** BEGIN **

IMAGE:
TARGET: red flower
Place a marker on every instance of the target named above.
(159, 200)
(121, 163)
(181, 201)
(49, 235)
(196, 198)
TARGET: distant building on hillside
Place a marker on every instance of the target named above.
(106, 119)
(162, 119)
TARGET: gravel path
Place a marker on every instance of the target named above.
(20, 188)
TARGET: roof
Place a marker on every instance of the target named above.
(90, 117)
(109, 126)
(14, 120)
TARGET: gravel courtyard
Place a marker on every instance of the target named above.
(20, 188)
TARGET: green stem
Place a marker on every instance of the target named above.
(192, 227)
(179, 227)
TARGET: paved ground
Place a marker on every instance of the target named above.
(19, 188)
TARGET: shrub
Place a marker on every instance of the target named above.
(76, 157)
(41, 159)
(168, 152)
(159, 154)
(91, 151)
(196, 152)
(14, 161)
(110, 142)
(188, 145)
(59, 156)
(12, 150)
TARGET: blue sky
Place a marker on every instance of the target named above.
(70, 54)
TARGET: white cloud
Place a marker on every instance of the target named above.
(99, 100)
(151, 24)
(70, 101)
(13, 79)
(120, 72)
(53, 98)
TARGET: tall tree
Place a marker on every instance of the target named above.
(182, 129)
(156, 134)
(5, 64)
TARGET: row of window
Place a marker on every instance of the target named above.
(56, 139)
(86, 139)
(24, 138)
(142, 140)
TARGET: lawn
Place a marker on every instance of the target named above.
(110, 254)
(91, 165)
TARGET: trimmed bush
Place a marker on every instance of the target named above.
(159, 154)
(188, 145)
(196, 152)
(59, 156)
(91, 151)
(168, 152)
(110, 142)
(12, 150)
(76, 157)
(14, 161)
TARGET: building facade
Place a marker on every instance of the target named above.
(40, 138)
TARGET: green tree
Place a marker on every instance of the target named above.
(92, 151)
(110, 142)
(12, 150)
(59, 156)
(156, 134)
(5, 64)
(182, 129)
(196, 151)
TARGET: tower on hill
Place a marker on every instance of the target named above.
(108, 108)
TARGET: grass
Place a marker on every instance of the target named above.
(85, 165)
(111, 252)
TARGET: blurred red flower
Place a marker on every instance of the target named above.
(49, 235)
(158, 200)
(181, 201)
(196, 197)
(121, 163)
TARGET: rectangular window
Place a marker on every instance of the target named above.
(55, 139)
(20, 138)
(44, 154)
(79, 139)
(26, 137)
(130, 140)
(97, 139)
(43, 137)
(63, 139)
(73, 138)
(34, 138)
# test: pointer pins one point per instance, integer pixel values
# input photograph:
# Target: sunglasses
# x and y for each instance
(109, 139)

** END **
** BEGIN **

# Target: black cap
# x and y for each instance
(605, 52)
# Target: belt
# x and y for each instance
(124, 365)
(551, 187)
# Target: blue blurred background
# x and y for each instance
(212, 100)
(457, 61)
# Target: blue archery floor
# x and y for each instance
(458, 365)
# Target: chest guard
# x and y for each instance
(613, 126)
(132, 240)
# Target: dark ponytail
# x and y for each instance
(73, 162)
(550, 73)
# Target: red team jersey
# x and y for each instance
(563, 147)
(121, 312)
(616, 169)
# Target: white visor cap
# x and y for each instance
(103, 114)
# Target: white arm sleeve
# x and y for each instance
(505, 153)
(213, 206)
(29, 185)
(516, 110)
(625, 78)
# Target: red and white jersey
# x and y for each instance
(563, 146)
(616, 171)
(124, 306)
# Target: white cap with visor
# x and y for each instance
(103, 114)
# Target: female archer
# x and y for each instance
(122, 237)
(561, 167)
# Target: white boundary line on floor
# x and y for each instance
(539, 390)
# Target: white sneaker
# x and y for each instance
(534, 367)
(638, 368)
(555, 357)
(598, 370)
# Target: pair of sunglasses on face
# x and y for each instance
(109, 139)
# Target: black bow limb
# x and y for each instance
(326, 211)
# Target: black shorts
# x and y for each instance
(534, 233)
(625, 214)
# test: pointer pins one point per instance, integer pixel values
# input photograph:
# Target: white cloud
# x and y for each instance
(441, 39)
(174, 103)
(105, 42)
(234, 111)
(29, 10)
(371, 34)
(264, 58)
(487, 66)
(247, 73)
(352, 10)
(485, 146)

** END **

» Exercise requirements
Identify every line of the listing above that contains the word "visor", and copy each of those lines in full. Case counts.

» Exercise output
# Target: white visor cap
# Target: white cap with visor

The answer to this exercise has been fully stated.